Task list
**A)** List the shows that the Conviction article names as earlier attempts by the Law And Order franchise to launch a fourth hit.
**B)** Supply the next part of the Conviction article, picking up right after its final sentence.

Text provided
============

Conviction and Law And Order: Special Victims Unit


Conviction (2006)
Law And Order: Special Victims Unit (1999-    )
Type: Spin Off
Group 2

   I swear, Law And Order is the TV series equivalent of a tribble or a gremlin: damn thing has a built in imperative to reproduce. With three solid hit shows it just keeps trying to get a fourth hit up and running. There was reality show spin off Crime And Punishment, then there was Deadline, the sorta spin off about newspaper reporters. Then the straight up spin off Law And Order: Trial By Jury that actually did well in the ratings but was cancelled by NBC anyway.

   Which brings us to Conviction. Reality TV didn't work. Jumping from the legal system to news didn't work. Hell, even going back to using a more standard Law And Order formula didn't stick. What to do?

   Well the Law And Order folks did still have at least one things going for them. They had a whole bunch of sets. They had created a ton of court building sets for Trial By Jury just sitting there. Shame to let them go to waste. Might as well try another spin off that could make use of them. So it should be more about lawyers than about cops. But, again, what specifically to do?

   Okay... the original Law And Order had a very simple premise. First half of the show has the cops catching the bad guys (Law) and the second had the D.A.'s prosecuting them. All the shows that followed varied the formula a bit but they were consistent in keeping the focus on weekly self-contained stories and not getting into the private lives of the characters. Well, with more and more shows like 24 and Lost going with long ongoing plot... maybe they could go that way. They'd still do crime stories that you could watch in one sitting but also let you see the lives of their characters, follow their personal dramas week to week.

   What they came up with was Conviction, a drama that would follow the lives of young lawyers fresh out of law school working for the D.A.'s office. So you get the cool law cases, you get drama with youth appeal... sounds good. Even would make sense to cast attractive young people, which they did. I mean think about it. Serious law school grads wouldn't be schlubs. Law school is a highly competitive environment. It makes a sort of sense that these would be people honing not just their minds but all of their assets to a fine edge. Looking good and dressing well can only help. Makes sense to me. Anyway, regardless of if it makes sense or not, the show was cast with young attractive actors.

============

Excerpts from point annotation data:
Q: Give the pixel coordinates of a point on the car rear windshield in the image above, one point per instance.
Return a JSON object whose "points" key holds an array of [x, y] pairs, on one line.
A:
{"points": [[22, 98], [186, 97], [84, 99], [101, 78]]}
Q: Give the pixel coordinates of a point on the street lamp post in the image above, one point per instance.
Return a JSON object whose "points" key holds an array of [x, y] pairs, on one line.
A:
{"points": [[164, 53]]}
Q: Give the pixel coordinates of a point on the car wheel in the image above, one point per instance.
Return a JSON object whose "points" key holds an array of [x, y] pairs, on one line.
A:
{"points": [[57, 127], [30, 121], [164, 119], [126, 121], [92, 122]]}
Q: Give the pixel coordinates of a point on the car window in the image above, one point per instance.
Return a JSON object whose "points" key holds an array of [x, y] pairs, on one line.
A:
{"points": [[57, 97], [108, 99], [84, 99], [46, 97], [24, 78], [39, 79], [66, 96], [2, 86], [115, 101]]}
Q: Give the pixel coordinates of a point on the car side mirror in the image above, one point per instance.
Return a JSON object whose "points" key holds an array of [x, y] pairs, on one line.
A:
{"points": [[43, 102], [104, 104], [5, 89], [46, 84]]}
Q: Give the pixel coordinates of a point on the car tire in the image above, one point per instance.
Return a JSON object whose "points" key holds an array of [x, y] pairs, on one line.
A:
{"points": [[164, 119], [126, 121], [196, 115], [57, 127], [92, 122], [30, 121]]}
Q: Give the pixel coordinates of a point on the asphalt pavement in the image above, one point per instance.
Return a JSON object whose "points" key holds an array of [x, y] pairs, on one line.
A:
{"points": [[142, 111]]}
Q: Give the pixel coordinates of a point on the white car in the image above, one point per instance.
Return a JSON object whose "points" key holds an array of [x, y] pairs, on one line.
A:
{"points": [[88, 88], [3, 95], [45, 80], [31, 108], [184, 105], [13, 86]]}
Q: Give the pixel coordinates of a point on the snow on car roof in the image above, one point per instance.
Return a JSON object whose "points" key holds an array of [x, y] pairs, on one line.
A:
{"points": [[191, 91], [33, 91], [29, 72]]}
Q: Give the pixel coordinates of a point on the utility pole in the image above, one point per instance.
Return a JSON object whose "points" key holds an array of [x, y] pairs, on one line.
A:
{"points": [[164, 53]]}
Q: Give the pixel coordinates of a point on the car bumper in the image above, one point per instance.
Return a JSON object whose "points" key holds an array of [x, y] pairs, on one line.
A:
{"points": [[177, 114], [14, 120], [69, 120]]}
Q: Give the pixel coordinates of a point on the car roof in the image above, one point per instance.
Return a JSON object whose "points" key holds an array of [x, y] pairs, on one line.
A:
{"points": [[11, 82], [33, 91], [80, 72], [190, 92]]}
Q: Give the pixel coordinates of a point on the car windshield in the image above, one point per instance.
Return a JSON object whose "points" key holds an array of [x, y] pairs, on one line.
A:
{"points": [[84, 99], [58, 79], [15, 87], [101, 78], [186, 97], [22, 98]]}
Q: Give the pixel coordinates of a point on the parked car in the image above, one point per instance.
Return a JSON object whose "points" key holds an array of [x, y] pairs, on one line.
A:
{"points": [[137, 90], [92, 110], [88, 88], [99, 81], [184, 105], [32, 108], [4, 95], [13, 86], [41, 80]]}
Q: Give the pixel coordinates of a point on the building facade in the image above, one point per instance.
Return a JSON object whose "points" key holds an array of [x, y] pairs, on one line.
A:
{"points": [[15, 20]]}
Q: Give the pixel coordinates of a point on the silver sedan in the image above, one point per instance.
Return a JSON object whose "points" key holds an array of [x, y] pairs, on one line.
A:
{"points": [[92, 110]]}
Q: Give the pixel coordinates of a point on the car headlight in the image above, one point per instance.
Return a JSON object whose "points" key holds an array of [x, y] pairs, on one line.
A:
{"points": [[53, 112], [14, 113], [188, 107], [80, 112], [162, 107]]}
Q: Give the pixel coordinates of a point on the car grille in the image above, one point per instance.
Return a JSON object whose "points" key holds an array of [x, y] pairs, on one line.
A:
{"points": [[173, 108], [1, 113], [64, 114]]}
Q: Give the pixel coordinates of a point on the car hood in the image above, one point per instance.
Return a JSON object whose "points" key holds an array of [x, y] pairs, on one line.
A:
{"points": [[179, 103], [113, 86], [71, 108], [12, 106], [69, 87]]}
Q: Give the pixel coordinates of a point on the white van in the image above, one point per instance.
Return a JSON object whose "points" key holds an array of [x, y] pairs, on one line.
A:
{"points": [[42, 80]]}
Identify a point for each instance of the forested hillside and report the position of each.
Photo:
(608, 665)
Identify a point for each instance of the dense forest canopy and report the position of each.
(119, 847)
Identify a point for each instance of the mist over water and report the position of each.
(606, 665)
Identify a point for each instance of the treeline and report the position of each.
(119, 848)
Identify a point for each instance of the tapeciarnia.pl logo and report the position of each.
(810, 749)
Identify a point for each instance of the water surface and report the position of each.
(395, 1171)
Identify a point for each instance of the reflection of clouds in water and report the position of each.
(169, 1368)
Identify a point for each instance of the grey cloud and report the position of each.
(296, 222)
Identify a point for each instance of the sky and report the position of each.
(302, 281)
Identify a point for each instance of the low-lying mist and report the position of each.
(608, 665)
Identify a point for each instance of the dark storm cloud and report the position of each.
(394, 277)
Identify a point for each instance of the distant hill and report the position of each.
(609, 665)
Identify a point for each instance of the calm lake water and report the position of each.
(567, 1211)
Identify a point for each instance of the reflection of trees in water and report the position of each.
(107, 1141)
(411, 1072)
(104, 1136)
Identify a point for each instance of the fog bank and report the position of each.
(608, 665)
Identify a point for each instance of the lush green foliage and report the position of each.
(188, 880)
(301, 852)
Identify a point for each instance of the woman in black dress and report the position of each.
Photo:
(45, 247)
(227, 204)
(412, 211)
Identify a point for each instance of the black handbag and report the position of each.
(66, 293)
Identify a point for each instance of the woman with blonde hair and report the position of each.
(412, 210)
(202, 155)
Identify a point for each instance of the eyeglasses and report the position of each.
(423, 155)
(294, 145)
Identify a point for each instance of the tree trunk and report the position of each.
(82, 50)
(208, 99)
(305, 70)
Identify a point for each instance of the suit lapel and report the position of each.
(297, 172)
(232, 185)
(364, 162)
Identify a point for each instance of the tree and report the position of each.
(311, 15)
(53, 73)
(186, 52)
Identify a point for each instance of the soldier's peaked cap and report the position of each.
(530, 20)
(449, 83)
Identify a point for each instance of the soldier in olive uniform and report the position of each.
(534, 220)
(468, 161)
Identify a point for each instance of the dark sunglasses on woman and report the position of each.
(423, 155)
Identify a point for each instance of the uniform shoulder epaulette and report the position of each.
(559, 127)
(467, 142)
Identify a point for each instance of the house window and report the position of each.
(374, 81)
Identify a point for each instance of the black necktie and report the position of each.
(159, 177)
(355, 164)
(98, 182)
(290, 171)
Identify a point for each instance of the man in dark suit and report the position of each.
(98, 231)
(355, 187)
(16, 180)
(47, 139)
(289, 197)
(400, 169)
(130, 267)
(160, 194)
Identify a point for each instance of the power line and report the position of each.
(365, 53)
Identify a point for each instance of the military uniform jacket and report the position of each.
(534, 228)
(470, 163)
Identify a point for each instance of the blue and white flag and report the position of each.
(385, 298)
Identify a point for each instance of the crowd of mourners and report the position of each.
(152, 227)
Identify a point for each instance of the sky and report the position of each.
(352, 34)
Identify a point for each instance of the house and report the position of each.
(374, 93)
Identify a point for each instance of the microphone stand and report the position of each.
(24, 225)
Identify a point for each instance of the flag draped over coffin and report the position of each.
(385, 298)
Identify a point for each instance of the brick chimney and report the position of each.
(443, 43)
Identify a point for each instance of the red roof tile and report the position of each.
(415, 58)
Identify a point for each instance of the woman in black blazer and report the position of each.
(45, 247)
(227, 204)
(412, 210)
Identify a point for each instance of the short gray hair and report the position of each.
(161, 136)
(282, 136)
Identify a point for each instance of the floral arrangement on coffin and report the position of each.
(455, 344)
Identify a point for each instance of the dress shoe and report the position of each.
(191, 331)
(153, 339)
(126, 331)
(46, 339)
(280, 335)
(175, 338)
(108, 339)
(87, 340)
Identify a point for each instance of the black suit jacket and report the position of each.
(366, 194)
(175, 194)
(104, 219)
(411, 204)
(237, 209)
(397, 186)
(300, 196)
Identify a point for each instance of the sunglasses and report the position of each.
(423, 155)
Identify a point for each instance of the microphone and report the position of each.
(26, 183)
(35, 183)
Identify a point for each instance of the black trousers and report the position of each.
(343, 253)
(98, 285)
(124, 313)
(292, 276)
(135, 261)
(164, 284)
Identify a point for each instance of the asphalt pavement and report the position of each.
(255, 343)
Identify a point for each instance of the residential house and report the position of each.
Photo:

============

Outputs
**A)** Crime And Punishment, Deadline, Law And Order: Trial By Jury

**B)**
   The show had a promising start. The first episode had a new young lawyer causing the death of one of his bosses by accidentally revealing where he would be eating diner thus allowing the bad guy to put a hit on him.

   The hit worked well on a whole bunch of levels. Watching you do have to just think, wow, what would you do if you were the poor idiot who caused that? You can't help but putting yourself in his place. On another level, this show pulls off what a lot of other shows say they want to pull off. So many shows say they want to introduce a supposing regular character only to shock the audience by killing them off. I don't think it normally works. Either you can tell what character is going to die or the character killed is too peripheral so that it doesn't seem such a big shock. Or it's clear that the whole, "We always planned to kill him," line is actually a cover for ditching an actor for some other reason they'd rather not get into.

   But, again, this time it worked. They really set the character up to be the center of the show, the father figure. And then they just turn the whole concept of the show on its head before the end of the first episode. It also established a real gravity to the show.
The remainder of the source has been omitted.